PASSAGE PROVIDED =>
>>>>
The objection Holiday answers: if I'm content with what I have, won't I stop pushing? His answer — no. You play better with house money. You feel better too.
This is the antidote to the operator myth that says only fear and dissatisfaction drive performance. The owners I've seen do their best work weren't running scared — they'd built enough of a base that they could take a real swing without betting the house on it. Contentment isn't the end of ambition. It's the platform that lets you be ambitious about the right things instead of desperate about all of them.
35. If you never hear "no," you're underpricing.
Here's my pushback — the one I'd argue against in a small market. Holiday says if no client ever balks at your price, if the other side never pushes back in a negotiation, you're not pricing high enough or being aggressive enough.
In a big, anonymous market, fine. In industrial Alberta, where your next three jobs come from the same handful of relationships and your reputation travels faster than your invoices, "push until you hear no" is a good way to win a bid and lose a client. I've seen shops optimize a single project's margin right up to the line — and never get the call for the next four.
The honest version: don't systematically underprice out of fear, which plenty of operators do. Know your worth and hold it. But the goal isn't to hear "no" on every job. It's to price so the relationship and the margin both survive the next ten jobs, not just this one. In a repeat-business market, the aggressive move and the smart move aren't always the same move.
36. If it makes you a worse person, it's not success.
Holiday's line: if the business makes you a worse parent, neighbour, or partner — if it makes you bitter or tears your relationships apart — then it doesn't matter what it earns or what praise it gets. It isn't success.
There's no operator reframe needed here. I've watched people build genuinely impressive companies that cost them everything that made the company worth building. The plant runs, the numbers are good, and they're someone nobody wants to be around. That's not a win with an asterisk. By this definition it's not a win at all. Worth checking yourself against, especially in the stretch when the business is going well enough to justify almost any sacrifice.
37. If you can't walk away, the job has you.
Holiday closes his 37 with a friend who left a job a lot of people would kill for. Holiday's response: If you can't walk away, then you don't have the job — the job has you.
It's the right ending, and it ties back to everything before it. Point 1 was about sanity over ambition. Point 37 is the test of whether you've kept it. The owner who literally cannot step away — not for a week, not for a thought — doesn't own a business. He's owned by one. Everything in this series, from keeping your equity to building your coaching tree to delegating what only you can do, is in service of one thing: building something you could, in principle, walk away from. That's not a plan to leave. It's the proof that you're free.
You're probably thinking: that's a lot of philosophy for a margin guy.
It is. But after four weeks and 37 points, here's what I'll stand behind: the technical part of running an industrial business is the part you can hire for. The judgment — what to build, what to keep, when to step back, when to walk away — is the part that's actually yours. That's the part worth testing against someone else's hard-won 37.
Thirty-seven down. That's all of them. Thanks for reading the series.
One next step: Run point 37 on yourself this week. If you couldn't walk away from your business for two weeks — not "wouldn't," couldn't — pick the single dependency that makes it true and start dismantling it. That's the whole series in one move.
Further reading:
- The Obstacle Is the Way — Ryan Holiday (Portfolio/Penguin, 2014). Where this whole series started for me. The Stoic operating system underneath all 37 points — the right place to go next if you've read along this far.
- Ego Is the Enemy — Ryan Holiday (Portfolio/Penguin, 2016). The companion to Obstacle, and the sharper book on points 29, 36, and 37 — legacy, success, and knowing when the job has you.
- Mastery — Robert Greene (Viking, 2012). Cited across this series for good reason. If you take one book on becoming genuinely elite at your craft, take this one.
<<<<
QUESTIONS =>
(a) List the titles of the books recommended under "Further reading" in the passage above.
(b) Reproduce the portion of the passage above starting with "In a big, anonymous" and going on through "the next four.".

DATA FOR ANALYSIS =>
>>>>
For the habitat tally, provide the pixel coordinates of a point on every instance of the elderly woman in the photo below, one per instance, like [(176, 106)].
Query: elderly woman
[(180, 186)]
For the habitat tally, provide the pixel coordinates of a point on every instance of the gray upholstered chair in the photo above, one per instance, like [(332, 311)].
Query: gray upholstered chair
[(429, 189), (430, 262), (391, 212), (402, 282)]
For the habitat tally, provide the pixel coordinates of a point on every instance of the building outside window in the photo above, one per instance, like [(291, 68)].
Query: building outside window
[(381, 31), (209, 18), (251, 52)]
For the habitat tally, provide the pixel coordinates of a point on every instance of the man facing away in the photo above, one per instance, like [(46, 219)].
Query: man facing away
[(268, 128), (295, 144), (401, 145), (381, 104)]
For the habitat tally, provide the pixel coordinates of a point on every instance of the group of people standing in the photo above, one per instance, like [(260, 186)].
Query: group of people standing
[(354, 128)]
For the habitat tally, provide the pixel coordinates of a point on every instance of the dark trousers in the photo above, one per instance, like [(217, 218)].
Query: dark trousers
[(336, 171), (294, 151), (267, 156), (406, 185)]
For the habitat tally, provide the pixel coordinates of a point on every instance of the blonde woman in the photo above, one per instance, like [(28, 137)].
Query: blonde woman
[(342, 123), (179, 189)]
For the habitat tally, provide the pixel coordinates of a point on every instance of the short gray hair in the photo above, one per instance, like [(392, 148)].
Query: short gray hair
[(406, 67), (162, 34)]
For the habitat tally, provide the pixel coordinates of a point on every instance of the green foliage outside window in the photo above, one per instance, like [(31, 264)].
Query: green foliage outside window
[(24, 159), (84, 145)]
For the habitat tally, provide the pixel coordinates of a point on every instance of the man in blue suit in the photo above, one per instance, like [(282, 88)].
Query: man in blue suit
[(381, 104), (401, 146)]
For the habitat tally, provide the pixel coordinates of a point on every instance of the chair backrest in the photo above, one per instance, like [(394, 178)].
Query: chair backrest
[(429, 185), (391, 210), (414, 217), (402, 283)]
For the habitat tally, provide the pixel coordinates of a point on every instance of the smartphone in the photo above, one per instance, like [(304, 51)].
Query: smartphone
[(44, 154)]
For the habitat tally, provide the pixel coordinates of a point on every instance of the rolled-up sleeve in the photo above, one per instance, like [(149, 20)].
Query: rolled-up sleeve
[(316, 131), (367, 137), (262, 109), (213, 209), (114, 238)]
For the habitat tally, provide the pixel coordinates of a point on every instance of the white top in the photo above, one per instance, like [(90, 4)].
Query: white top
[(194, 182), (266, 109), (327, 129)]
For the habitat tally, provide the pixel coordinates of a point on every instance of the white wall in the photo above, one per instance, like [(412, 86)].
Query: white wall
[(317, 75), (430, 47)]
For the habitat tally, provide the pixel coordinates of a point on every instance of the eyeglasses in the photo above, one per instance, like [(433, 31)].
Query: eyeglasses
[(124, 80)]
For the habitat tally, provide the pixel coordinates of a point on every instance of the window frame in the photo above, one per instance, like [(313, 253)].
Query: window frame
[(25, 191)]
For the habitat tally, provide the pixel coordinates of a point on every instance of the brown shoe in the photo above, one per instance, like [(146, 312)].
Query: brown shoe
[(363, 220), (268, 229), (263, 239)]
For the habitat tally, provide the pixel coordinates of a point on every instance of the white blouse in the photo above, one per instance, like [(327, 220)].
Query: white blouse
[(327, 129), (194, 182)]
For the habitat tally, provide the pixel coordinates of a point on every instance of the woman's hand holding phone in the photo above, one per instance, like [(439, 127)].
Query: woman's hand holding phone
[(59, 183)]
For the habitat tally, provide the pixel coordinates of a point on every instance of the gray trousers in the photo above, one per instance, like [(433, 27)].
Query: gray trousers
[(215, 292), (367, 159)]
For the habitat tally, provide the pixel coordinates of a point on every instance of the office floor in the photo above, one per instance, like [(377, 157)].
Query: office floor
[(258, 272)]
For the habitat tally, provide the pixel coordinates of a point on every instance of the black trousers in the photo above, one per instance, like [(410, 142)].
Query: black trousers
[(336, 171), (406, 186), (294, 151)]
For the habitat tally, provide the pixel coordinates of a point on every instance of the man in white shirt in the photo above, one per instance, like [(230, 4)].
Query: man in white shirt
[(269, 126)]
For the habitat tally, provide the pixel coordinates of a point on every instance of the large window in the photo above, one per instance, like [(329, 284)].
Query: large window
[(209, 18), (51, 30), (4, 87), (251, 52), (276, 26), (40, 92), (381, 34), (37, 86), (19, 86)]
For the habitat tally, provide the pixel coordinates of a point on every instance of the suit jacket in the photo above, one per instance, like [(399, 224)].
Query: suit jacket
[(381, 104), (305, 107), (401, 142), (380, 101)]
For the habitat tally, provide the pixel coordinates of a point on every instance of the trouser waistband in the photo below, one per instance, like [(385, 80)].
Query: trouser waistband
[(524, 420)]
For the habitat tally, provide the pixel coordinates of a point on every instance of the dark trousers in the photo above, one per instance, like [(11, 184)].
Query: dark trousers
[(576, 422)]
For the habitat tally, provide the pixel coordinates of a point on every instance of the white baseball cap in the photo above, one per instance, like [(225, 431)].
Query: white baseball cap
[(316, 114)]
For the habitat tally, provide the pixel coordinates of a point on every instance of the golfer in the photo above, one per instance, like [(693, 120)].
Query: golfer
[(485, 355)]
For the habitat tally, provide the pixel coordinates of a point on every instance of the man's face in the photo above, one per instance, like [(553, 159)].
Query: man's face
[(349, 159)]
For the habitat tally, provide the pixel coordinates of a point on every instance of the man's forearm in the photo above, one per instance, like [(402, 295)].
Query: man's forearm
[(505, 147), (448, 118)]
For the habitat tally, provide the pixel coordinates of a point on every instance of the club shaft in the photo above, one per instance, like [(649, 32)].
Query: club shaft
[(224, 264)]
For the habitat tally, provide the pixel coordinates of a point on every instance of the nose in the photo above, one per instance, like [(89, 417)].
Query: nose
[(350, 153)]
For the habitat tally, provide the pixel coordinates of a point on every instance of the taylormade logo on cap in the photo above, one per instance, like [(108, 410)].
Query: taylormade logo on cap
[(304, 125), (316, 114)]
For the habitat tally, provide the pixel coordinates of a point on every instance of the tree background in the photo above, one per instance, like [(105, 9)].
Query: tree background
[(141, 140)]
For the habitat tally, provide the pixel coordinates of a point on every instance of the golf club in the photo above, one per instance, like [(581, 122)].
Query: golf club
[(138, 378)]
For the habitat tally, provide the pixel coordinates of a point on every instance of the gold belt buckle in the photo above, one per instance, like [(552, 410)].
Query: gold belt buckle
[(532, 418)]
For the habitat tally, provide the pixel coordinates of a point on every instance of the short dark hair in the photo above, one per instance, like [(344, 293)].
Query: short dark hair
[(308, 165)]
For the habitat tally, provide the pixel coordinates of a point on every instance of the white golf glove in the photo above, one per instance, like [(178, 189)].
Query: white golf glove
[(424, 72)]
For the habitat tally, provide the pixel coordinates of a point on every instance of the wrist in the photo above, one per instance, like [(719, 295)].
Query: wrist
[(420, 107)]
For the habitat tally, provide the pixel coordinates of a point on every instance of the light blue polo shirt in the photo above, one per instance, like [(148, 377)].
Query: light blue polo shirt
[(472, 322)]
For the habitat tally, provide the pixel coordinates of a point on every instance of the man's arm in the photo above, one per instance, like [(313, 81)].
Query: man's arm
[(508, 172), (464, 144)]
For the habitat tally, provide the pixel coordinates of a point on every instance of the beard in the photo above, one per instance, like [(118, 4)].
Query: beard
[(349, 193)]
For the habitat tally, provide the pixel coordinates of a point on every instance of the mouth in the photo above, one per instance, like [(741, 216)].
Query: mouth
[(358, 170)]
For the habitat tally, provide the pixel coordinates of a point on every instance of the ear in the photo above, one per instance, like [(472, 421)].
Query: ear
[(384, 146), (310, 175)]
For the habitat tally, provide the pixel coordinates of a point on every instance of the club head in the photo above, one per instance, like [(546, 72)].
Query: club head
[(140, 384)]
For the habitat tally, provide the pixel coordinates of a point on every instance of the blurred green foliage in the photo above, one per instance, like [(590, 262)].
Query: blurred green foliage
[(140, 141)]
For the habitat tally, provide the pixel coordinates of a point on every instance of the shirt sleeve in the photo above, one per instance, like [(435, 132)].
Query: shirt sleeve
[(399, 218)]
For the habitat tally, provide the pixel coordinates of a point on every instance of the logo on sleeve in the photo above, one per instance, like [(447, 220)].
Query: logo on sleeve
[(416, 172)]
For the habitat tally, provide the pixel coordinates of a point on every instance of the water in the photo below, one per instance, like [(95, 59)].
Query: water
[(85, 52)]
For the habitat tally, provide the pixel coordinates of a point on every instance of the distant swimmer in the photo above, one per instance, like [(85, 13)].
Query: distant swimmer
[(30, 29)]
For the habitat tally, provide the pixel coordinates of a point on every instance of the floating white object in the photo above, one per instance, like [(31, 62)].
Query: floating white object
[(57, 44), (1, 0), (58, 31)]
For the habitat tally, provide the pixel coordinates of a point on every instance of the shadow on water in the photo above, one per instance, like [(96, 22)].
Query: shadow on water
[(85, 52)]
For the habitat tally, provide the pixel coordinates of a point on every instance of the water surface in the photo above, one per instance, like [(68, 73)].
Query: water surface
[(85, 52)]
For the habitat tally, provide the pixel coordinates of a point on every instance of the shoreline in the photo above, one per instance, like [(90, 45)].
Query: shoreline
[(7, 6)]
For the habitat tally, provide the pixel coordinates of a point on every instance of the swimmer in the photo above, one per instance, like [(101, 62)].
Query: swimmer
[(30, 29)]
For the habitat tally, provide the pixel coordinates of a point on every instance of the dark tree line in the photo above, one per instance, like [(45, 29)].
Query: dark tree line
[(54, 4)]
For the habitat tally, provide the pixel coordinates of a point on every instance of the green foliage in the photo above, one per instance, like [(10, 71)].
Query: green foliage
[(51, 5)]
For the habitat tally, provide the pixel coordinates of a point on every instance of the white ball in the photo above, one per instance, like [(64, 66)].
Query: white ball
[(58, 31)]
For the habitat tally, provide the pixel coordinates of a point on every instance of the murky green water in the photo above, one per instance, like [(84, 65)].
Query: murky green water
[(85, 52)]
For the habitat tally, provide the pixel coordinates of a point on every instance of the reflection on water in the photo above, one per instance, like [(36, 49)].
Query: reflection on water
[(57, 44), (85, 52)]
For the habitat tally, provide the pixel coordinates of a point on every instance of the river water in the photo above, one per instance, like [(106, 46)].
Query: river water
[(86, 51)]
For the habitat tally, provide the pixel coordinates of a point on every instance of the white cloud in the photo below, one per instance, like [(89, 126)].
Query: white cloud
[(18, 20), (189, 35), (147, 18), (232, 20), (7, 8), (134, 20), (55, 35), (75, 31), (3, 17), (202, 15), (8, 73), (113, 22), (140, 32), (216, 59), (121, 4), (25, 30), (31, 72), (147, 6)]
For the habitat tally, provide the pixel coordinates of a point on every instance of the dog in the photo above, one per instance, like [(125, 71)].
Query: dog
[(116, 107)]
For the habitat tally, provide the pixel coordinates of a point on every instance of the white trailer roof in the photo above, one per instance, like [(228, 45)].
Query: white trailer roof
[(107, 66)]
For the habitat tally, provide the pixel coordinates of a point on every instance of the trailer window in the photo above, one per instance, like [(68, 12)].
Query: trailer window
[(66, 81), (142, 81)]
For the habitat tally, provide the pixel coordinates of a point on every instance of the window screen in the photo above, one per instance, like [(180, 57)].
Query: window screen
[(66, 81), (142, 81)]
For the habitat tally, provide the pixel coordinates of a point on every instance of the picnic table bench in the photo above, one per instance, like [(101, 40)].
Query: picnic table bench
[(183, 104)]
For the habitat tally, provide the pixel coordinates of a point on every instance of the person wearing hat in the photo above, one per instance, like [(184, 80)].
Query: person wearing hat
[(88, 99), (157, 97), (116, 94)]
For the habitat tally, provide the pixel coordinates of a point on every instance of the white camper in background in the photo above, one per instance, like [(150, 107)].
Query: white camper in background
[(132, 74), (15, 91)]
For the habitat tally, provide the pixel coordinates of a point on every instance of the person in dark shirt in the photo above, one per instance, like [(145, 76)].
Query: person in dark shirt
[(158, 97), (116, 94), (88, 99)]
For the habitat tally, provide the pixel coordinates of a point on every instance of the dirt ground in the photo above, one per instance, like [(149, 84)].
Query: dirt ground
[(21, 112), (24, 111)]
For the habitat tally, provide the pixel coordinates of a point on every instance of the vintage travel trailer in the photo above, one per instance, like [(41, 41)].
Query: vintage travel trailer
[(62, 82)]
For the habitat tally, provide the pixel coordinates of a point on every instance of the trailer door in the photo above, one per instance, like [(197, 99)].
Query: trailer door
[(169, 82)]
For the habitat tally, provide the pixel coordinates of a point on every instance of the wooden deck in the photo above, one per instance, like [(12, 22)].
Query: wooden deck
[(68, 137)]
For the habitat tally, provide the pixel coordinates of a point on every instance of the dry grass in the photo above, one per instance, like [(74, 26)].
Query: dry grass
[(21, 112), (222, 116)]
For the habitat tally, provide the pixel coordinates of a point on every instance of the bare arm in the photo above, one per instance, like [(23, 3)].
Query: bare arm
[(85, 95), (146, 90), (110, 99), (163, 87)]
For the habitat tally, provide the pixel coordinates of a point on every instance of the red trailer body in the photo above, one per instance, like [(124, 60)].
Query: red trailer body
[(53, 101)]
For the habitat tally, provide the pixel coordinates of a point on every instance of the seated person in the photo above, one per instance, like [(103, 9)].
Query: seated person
<<<<
RESULTS =>
(a)
The Obstacle Is the Way
Ego Is the Enemy
Mastery

(b)
In a big, anonymous market, fine. In industrial Alberta, where your next three jobs come from the same handful of relationships and your reputation travels faster than your invoices, "push until you hear no" is a good way to win a bid and lose a client. I've seen shops optimize a single project's margin right up to the line — and never get the call for the next four.